**Extract:**
☆ ☆ ☆ ☆ ☆

From left, Kathleen Hall Jamieson, Lisa Krieger, Noah Diffenbaugh | Atlantic Photography Boston
SAN JOSE, California — When looking at how things change over time, humans have a tendency towards "endpoint bias," which means we place too much emphasis on the last point in the trend. So, when in 2013 NASA observations showed that Arctic sea ice had grown compared to 2012, climate scientists were faced with an interesting communication problem.
Although the 2012 levels were record lows, and sea ice extent has been declining overall since 1979, an article by Fox News emphasized the uptick as a "whopping 60 percent increase." Due in large part to endpoint bias, the article was quite effective at making readers — liberals, moderates, and conservatives alike — think that Arctic sea ice extent will continue to grow the future, according to researchers at the University of Pennsylvania.
Kathleen Hall Jamieson of university's Annenberg School for Communications and her colleague Bruce Hardy devised an experiment for correcting this misunderstanding and putting the 2013 data point into its proper context. They found that their communication strategy, which they call LIVA, worked well regardless of their study subjects' political or ideological leanings, Jamieson reported at the AAAS Annual meeting.

☆ ☆ ☆ ☆ ☆

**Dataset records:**
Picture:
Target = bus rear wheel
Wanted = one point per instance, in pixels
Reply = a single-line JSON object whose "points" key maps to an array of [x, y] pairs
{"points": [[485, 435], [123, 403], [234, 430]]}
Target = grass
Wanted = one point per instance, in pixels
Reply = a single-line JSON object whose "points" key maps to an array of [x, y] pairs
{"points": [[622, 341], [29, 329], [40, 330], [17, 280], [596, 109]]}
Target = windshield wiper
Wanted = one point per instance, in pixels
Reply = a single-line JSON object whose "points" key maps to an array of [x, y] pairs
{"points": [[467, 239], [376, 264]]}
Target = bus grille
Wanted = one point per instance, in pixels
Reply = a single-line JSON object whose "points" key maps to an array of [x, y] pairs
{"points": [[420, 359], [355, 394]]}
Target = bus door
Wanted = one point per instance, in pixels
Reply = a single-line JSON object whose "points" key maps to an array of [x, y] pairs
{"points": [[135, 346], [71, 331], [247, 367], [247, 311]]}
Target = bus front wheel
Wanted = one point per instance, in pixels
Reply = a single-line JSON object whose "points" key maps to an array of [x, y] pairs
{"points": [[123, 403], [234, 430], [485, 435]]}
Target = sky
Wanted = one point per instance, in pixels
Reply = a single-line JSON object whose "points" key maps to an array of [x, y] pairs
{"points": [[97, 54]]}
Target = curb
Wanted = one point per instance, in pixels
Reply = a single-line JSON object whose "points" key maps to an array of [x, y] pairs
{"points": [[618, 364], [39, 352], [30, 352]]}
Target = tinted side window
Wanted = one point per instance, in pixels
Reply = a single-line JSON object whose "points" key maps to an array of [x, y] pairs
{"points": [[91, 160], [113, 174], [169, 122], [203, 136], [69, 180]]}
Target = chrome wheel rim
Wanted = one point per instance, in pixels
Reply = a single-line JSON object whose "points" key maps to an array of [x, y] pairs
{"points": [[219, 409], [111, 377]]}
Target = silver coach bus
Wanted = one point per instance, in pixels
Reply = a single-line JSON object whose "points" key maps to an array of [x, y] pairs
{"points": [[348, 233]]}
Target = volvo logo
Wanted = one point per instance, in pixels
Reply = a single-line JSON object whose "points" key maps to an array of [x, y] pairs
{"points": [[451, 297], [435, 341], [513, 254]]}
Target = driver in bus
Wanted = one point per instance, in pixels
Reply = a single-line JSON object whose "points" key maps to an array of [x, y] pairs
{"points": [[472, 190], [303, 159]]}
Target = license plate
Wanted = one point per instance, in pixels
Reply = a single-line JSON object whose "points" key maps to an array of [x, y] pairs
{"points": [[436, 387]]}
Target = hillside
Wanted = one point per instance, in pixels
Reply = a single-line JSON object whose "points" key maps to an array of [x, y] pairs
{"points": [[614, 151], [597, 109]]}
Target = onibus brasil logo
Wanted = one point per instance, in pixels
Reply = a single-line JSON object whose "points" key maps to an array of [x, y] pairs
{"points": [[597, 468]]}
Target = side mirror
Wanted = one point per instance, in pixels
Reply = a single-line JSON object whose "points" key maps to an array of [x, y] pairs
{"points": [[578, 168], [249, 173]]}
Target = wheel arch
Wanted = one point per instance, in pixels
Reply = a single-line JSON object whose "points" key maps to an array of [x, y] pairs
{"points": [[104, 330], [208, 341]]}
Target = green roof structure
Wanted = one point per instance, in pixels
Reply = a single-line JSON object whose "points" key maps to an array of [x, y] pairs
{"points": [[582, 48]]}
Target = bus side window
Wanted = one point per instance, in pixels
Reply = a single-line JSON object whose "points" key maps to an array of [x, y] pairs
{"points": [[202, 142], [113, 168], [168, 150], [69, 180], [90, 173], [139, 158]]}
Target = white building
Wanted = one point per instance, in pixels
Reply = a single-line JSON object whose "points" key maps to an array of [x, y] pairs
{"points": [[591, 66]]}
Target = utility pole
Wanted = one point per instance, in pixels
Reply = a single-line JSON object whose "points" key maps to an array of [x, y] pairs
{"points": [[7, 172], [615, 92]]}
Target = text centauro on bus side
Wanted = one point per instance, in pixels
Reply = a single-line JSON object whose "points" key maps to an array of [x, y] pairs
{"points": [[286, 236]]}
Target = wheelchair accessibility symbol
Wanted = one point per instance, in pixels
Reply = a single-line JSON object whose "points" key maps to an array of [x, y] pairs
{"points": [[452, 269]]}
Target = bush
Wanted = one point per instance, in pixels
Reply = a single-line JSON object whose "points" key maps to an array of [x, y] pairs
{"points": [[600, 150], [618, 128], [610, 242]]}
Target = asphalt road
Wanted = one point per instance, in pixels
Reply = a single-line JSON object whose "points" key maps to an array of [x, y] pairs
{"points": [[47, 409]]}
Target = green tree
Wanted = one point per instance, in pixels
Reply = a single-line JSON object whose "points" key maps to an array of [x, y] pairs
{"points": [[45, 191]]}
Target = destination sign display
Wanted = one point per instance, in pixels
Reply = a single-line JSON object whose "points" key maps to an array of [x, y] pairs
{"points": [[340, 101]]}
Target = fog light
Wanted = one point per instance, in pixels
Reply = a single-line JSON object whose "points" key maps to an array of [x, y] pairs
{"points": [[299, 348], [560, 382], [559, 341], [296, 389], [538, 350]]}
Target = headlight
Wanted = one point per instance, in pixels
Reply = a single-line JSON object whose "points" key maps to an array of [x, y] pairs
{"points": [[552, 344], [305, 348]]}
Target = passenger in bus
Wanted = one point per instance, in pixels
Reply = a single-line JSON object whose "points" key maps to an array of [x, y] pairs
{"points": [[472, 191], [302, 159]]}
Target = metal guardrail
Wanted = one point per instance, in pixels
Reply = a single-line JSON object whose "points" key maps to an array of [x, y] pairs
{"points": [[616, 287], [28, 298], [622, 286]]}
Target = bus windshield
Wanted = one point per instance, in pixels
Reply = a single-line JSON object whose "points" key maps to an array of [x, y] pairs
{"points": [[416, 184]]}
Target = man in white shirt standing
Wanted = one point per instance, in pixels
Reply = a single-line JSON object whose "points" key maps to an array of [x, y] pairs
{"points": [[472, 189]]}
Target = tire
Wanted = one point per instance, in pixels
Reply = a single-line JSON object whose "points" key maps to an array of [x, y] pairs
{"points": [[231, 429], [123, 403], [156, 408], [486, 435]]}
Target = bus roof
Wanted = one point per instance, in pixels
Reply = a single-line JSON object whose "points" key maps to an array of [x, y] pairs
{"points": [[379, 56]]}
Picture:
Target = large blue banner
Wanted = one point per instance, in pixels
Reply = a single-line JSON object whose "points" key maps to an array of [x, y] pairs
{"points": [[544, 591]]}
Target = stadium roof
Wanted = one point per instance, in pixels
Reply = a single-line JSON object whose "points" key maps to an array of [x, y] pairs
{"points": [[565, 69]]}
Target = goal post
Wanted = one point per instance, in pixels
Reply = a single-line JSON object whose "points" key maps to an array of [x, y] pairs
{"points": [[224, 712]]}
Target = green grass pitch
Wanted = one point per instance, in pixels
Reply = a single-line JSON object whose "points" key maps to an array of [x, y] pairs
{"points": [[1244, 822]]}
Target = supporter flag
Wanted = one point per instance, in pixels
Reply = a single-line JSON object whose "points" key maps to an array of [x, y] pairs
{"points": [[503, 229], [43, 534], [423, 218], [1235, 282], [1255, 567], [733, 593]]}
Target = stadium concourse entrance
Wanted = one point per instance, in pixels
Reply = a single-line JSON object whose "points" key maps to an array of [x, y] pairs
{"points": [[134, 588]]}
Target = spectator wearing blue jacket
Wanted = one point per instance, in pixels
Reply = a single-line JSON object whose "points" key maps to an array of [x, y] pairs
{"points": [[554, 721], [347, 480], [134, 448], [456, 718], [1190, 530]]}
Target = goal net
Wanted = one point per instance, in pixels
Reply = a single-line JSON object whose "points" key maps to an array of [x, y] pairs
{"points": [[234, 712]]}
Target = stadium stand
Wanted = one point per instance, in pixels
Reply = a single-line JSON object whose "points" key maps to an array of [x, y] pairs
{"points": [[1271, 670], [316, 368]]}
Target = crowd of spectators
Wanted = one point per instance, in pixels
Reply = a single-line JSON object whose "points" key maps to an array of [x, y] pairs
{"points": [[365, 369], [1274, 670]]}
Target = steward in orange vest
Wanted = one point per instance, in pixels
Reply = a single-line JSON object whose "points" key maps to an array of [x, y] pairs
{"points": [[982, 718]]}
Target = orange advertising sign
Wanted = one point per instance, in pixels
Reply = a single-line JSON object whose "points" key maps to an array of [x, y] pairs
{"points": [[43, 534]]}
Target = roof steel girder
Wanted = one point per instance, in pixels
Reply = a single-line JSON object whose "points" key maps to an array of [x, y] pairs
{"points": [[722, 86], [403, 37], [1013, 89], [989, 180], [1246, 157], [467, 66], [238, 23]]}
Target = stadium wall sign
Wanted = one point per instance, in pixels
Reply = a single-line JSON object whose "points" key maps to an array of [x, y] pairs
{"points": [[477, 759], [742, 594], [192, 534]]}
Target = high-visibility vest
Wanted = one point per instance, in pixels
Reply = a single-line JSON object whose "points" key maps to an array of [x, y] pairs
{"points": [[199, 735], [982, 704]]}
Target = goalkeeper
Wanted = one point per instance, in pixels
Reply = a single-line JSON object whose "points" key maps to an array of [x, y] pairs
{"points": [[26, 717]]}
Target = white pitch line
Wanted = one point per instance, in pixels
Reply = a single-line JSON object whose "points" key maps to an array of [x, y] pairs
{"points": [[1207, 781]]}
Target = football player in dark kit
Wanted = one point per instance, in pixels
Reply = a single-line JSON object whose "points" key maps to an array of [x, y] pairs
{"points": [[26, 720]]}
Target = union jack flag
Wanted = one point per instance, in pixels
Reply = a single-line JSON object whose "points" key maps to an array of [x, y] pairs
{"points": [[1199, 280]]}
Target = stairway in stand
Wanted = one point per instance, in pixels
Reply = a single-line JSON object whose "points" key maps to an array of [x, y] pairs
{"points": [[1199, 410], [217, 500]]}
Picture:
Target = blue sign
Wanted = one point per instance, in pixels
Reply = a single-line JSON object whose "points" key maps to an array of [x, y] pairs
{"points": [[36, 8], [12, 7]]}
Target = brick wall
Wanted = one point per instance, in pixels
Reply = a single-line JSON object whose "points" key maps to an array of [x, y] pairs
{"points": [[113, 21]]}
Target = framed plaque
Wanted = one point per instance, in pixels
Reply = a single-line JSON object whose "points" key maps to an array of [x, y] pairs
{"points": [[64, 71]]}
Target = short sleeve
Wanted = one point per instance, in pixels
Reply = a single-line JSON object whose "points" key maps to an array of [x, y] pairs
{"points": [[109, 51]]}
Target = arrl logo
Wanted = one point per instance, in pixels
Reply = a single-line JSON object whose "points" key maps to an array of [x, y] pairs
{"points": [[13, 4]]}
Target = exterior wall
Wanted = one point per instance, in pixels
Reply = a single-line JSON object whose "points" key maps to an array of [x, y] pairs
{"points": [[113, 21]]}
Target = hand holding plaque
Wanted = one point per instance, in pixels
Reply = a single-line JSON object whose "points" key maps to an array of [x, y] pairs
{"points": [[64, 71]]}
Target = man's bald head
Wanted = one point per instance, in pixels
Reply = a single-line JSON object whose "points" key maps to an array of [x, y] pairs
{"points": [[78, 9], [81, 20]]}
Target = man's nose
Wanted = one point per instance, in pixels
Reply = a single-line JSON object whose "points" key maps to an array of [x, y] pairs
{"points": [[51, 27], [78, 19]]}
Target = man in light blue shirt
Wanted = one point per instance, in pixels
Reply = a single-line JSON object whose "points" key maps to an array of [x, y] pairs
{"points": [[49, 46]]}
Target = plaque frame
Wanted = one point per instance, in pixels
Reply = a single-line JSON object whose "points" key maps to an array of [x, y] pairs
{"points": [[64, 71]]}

☆ ☆ ☆ ☆ ☆

**Short task:**
Please answer these questions from the passage on endpoint bias:
(a) In what year did NASA observations show Arctic sea ice had grown compared to the year before?
(b) What phrase did the Fox News article use for the uptick?
(c) What name do Jamieson and Hardy give their communication strategy?
The listing has no connection to the passage on endpoint bias.

**Answer for the task:**
(a) 2013
(b) A "whopping 60 percent increase"
(c) LIVA